▶ [Problem details]: From the forum post on rater reliability, pull out the passage starting at "On Wed, Feb" and ending at "useful study outcome.", copied word for word.

▶ [Selected extract]:
━━━━

I would argue here that the issue of rater reliability is not an issue
of disagreement but rather Rater 2's utter inability to distinguish
between applications. Now, perhaps this means that the applications
really aren't substantively different from each other and you found 3
people who just wanted to accomodate you by completing the ranking
task and Rater 2 happened to be honest. Who knows. I'd say it's
unlikely, but I've seen some pretty unlikely things happen...

On Wed, Feb 27, 2013 at 9:33 AM, JVerkuilen (Gmail)
<[email protected]> wrote:
> I think my interpretation is that Rater 4 is an outlier. The question
> is what does that outlier status mean? It's very clear that she's
> driving most of the ICC estimate so the notion of a good ICC estimate
> from these data themselves is suspect. This is a useful study outcome.

━━━━

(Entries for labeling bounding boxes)
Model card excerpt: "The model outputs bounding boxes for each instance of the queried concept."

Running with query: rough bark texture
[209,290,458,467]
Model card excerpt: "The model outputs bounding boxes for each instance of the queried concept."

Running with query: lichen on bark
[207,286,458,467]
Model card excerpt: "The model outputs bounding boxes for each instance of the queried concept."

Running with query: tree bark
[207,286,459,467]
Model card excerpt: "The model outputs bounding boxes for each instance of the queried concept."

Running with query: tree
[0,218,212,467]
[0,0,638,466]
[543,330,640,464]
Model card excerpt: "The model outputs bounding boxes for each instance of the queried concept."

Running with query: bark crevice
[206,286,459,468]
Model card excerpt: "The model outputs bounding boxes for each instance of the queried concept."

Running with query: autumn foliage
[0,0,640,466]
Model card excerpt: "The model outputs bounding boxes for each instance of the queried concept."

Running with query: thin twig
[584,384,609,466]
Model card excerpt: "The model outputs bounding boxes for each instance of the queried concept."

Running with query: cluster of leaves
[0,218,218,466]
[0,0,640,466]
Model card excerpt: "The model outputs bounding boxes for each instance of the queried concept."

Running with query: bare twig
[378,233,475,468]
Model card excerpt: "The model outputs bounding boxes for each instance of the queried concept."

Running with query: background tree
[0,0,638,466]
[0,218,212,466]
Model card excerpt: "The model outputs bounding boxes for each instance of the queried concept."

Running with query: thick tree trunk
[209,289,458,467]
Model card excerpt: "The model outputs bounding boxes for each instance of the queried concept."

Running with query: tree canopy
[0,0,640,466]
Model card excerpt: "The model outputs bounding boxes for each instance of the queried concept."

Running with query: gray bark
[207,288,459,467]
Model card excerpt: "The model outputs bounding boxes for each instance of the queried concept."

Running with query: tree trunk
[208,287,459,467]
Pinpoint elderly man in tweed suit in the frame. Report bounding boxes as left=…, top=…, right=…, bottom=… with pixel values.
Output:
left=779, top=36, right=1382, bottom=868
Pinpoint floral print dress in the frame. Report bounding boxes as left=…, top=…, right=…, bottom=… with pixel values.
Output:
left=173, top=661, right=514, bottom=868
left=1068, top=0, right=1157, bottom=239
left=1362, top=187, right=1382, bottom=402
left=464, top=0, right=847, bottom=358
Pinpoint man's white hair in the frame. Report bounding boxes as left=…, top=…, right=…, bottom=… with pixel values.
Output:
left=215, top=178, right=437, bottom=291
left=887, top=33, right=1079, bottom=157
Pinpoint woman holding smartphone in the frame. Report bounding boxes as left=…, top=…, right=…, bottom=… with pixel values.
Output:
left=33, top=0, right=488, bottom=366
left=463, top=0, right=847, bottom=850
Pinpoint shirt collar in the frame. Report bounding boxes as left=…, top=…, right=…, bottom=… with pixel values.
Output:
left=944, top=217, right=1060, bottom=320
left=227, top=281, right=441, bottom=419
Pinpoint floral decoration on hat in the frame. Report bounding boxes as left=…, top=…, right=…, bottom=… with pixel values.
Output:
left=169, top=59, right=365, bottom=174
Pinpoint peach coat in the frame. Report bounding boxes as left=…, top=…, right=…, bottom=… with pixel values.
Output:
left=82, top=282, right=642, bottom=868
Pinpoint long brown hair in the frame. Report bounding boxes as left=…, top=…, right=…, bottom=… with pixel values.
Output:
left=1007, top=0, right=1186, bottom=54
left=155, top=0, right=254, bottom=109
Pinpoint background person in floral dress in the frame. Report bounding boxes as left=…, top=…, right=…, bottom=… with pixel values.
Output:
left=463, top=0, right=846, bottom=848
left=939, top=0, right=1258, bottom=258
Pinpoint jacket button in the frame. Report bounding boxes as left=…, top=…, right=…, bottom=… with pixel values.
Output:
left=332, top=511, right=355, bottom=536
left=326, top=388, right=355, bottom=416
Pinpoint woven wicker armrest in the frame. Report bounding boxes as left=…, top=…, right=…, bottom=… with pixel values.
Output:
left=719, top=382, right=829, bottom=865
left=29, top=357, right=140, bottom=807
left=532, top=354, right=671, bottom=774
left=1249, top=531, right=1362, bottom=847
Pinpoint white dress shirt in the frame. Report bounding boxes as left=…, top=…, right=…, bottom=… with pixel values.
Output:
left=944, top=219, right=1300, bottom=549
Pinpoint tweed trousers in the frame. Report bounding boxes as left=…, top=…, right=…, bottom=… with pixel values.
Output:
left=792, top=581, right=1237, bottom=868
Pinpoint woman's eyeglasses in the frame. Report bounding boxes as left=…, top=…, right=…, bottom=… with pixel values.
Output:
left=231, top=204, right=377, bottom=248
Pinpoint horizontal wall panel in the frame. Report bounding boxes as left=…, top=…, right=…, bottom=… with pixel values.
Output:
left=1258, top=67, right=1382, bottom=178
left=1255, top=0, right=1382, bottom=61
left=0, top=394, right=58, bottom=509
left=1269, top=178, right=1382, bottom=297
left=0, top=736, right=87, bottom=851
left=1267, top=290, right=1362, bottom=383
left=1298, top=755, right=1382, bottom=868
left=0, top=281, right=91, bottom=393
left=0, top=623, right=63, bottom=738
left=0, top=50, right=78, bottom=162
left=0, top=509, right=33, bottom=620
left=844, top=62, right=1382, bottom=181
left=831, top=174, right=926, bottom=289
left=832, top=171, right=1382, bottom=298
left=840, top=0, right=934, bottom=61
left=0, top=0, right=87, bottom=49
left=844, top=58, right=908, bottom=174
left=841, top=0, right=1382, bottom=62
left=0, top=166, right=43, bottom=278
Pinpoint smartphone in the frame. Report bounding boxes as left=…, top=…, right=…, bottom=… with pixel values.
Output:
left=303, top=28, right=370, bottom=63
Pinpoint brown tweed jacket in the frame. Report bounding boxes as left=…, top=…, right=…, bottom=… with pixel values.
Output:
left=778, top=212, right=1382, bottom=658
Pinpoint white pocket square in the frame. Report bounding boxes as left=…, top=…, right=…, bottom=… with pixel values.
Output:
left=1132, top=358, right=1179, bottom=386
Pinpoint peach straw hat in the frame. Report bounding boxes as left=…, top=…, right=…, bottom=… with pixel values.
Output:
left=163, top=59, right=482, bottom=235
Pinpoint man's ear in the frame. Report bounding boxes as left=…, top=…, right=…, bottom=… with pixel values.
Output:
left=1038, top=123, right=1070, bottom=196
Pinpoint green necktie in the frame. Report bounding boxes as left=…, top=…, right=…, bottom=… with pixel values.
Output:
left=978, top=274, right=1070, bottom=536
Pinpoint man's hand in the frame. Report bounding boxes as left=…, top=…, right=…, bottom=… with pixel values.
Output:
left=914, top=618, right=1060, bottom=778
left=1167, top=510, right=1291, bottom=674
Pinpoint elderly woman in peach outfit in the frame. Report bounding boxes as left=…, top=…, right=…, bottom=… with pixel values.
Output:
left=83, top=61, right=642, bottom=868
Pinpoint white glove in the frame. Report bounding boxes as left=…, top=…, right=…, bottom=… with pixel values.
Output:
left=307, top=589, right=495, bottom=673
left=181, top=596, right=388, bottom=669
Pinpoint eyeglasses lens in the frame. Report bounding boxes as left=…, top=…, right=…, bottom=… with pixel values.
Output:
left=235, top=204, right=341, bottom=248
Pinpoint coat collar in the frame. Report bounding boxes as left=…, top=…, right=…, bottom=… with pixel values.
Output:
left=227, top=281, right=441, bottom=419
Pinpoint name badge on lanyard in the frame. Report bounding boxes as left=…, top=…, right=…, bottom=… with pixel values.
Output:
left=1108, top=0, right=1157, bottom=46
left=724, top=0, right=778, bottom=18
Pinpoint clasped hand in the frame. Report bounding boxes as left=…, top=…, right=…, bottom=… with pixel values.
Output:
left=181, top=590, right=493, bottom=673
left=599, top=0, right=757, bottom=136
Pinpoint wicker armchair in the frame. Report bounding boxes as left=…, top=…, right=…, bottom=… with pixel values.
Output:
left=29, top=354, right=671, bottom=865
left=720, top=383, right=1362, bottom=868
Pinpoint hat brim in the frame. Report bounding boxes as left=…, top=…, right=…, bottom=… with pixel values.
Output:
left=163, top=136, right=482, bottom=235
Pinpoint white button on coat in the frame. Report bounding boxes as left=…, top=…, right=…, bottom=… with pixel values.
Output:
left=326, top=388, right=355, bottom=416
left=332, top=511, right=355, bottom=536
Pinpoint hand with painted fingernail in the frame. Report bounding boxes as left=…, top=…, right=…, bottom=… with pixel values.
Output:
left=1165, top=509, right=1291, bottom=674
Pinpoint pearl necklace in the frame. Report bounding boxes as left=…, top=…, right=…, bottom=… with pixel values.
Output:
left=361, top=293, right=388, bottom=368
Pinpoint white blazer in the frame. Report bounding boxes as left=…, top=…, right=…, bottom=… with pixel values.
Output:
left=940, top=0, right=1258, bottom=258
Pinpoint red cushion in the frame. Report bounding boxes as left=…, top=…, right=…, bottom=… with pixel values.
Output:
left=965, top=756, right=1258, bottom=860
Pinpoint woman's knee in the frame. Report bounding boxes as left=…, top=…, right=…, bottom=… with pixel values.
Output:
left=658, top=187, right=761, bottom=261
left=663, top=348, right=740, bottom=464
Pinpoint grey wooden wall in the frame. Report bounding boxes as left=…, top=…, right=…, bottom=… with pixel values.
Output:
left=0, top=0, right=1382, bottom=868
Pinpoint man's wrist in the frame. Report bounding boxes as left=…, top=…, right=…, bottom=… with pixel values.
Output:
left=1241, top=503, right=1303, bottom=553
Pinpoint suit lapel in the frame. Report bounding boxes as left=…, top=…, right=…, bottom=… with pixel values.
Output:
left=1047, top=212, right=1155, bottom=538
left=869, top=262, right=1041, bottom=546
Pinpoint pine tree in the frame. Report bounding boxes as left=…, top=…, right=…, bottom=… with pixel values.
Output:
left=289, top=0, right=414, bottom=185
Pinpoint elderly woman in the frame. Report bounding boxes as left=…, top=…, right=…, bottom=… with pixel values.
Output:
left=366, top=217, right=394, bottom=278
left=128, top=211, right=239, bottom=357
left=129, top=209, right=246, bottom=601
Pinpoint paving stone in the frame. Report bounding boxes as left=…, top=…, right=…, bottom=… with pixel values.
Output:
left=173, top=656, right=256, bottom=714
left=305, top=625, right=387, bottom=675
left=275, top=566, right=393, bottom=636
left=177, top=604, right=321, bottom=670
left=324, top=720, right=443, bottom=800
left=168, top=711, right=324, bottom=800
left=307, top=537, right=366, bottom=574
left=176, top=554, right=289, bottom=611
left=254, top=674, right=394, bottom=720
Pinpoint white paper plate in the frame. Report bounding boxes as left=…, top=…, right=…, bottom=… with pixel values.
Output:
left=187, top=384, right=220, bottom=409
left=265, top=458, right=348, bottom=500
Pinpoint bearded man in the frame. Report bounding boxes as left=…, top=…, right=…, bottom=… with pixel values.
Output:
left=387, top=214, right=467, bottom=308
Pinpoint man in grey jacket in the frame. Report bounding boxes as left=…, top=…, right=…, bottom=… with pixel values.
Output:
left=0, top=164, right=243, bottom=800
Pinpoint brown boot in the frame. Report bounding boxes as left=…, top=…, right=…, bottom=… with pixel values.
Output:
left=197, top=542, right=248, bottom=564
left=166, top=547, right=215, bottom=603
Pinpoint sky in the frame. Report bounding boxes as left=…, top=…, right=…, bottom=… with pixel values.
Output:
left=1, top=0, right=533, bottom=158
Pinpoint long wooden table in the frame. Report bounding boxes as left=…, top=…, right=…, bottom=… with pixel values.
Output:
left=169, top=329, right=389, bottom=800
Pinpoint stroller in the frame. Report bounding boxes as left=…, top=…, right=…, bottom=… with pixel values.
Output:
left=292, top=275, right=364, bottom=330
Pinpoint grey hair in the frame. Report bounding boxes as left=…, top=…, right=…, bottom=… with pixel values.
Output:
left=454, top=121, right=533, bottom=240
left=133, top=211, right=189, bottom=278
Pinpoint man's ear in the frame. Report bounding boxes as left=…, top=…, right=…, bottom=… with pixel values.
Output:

━━━━

▶ [Problem solution]:
On Wed, Feb 27, 2013 at 9:33 AM, JVerkuilen (Gmail)
<[email protected]> wrote:
> I think my interpretation is that Rater 4 is an outlier. The question
> is what does that outlier status mean? It's very clear that she's
> driving most of the ICC estimate so the notion of a good ICC estimate
> from these data themselves is suspect. This is a useful study outcome.